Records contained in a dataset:

** START **

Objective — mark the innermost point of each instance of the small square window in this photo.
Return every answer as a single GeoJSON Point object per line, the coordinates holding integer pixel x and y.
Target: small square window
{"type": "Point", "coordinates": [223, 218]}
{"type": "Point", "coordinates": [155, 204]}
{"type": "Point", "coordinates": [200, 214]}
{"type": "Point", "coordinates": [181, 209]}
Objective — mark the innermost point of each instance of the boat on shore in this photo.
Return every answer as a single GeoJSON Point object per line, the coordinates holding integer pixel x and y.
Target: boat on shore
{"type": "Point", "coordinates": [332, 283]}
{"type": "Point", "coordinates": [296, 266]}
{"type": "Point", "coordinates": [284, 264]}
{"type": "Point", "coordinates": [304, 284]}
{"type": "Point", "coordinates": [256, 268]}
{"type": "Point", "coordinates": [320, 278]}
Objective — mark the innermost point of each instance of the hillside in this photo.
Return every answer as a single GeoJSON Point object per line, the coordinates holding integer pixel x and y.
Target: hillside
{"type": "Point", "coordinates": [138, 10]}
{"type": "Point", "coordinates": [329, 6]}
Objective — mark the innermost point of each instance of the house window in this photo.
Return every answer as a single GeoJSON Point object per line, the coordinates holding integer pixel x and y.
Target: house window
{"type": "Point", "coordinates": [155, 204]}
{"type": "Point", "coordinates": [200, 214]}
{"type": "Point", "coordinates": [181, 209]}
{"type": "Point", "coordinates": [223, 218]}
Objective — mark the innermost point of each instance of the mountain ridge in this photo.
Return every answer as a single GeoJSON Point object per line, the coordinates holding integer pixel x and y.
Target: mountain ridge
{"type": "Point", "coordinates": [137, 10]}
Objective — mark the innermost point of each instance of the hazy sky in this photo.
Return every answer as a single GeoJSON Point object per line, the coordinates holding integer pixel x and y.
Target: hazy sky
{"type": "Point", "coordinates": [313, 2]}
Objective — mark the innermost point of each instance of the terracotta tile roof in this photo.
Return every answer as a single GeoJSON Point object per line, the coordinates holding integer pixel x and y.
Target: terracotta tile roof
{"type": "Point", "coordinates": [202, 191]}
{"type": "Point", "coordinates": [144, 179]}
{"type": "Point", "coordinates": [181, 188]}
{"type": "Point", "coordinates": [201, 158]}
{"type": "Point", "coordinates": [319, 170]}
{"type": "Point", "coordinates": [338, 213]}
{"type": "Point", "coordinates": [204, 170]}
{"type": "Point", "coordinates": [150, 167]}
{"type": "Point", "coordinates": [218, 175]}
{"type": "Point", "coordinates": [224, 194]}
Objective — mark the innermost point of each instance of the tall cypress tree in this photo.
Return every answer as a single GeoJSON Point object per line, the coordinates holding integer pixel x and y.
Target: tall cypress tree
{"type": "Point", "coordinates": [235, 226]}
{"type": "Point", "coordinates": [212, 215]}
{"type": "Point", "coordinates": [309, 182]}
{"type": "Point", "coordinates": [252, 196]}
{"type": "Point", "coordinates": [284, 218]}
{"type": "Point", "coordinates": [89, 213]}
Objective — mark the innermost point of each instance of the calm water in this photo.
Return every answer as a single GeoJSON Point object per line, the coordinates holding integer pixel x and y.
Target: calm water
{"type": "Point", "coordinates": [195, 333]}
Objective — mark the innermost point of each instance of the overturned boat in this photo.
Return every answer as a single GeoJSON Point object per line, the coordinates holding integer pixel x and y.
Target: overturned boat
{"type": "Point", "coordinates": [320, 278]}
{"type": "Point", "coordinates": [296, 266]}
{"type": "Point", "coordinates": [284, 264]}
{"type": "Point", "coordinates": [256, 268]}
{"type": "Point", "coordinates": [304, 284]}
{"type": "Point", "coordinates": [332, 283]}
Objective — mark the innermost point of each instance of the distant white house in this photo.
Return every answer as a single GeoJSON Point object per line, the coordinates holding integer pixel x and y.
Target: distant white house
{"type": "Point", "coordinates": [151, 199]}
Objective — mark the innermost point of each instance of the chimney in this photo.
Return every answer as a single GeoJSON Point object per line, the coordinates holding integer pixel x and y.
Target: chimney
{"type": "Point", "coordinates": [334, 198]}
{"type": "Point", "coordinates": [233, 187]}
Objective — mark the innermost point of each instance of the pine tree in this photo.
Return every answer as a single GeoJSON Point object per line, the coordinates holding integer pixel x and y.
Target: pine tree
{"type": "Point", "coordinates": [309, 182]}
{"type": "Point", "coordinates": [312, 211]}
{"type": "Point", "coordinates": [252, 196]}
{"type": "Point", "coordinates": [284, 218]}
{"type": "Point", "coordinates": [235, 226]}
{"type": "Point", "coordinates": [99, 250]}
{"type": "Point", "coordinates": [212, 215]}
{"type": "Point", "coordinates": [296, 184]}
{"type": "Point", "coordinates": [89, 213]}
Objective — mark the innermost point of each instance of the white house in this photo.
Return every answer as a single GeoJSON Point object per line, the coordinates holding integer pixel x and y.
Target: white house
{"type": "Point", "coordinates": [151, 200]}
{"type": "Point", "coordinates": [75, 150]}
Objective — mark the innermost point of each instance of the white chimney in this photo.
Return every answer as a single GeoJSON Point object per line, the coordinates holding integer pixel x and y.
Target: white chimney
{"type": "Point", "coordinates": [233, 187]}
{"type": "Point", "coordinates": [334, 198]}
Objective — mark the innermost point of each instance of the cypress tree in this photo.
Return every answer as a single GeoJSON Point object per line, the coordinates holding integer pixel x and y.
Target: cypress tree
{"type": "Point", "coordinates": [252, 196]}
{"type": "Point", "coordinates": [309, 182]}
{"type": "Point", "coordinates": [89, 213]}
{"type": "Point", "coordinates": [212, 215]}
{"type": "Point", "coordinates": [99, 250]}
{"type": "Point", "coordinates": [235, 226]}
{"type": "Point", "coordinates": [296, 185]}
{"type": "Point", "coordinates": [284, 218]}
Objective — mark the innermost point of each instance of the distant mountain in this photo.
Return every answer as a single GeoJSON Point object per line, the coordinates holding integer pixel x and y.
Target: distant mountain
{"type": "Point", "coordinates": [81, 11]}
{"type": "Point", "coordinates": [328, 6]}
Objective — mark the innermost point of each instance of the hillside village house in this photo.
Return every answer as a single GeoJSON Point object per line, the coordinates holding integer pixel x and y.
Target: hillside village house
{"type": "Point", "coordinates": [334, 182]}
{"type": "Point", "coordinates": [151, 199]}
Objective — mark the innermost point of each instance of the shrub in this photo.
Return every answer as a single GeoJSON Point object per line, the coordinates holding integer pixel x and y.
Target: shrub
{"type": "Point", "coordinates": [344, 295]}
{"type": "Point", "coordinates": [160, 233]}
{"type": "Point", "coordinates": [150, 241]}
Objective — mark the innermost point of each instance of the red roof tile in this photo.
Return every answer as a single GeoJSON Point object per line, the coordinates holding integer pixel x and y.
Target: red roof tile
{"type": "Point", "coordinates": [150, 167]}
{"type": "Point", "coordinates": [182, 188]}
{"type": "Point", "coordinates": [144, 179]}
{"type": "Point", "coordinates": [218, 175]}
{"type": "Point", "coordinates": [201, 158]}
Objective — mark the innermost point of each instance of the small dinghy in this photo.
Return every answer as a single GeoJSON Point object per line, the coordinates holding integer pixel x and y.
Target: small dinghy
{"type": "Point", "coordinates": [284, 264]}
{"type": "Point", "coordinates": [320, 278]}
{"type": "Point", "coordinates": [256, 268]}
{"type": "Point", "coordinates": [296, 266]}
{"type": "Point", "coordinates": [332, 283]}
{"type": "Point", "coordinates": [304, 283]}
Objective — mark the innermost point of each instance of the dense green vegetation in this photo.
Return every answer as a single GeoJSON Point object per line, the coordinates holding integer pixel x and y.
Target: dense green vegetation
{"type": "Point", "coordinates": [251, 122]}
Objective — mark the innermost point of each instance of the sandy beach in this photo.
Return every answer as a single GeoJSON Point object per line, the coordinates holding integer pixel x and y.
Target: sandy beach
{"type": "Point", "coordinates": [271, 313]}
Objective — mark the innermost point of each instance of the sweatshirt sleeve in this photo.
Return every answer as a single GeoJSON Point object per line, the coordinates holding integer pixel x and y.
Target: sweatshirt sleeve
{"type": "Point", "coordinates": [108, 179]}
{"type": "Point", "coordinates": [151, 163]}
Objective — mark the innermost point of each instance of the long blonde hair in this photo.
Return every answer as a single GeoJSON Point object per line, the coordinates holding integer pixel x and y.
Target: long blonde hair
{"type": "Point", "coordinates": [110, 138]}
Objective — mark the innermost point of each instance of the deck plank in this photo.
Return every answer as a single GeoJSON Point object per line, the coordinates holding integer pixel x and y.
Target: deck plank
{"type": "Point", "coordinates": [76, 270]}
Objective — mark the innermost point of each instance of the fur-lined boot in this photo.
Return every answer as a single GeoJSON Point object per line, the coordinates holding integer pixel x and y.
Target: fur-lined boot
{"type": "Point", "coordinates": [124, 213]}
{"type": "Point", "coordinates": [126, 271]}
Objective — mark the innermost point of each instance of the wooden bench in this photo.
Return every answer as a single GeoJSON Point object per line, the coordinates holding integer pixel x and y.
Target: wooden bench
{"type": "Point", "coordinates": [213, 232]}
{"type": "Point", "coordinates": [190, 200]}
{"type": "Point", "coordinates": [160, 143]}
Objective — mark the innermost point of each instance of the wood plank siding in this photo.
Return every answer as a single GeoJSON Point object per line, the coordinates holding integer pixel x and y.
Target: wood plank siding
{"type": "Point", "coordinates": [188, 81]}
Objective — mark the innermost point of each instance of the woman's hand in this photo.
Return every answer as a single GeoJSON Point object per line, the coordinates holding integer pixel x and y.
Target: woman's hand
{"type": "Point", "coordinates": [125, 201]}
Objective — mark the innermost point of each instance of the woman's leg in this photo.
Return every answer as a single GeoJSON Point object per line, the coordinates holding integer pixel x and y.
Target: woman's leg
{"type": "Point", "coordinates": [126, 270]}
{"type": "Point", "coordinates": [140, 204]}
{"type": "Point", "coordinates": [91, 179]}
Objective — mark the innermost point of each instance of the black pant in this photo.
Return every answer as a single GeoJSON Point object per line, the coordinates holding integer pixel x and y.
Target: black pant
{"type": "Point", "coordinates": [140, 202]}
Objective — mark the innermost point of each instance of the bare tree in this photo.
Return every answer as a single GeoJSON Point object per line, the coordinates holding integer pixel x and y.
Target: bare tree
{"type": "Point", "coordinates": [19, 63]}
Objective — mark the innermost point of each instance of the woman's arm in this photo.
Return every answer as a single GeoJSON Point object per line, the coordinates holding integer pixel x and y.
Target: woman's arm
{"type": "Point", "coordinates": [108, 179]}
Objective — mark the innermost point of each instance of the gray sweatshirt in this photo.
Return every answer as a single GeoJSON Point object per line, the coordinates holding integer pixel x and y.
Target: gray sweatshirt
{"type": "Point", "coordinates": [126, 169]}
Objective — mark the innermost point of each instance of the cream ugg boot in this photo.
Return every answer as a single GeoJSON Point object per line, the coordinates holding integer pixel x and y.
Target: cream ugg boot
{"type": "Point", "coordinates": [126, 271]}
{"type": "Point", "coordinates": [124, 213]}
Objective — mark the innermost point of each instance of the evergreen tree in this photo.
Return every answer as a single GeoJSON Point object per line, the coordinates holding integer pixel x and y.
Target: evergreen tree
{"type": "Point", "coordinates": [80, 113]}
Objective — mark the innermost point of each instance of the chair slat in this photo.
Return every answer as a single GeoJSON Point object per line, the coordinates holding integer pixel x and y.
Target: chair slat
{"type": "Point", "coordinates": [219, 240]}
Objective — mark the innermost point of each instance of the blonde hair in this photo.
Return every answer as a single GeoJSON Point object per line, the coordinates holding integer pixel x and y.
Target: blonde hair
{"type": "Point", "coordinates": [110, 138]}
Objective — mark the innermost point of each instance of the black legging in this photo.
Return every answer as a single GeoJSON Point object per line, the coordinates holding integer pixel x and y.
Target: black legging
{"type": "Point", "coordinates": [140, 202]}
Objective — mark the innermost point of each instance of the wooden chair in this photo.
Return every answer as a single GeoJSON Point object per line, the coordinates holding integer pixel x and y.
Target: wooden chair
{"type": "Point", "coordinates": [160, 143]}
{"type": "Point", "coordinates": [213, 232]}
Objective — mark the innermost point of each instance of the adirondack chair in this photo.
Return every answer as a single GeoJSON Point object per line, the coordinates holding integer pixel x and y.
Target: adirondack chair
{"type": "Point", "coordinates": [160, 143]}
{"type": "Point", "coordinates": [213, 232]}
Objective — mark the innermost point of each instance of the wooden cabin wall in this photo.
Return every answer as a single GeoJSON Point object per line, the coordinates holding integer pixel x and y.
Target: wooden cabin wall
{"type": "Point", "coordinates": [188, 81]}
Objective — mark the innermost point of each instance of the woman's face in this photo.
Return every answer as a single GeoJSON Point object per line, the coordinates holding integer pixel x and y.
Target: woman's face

** END **

EXERCISE DESCRIPTION:
Each line from the one containing "adirondack chair in this photo." to the end of the listing above should be copied exactly, and nothing else.

TASK OUTPUT:
Objective — mark the innermost point of each instance of the adirondack chair in this photo.
Return every answer as a single GeoJSON Point object per line, the coordinates holding integer pixel x and y.
Target: adirondack chair
{"type": "Point", "coordinates": [160, 143]}
{"type": "Point", "coordinates": [213, 232]}
Objective — mark the innermost point of each instance of the wooden cabin wall in this photo.
Return every answer as a single GeoJSON Point object per line, the coordinates holding integer pixel x and y.
Target: wooden cabin wall
{"type": "Point", "coordinates": [188, 81]}
Objective — mark the innermost point of each instance of the woman's face in this photo.
Return every answer as a single GeoJSON Point object per line, the coordinates holding integer pixel x and y.
Target: woman's face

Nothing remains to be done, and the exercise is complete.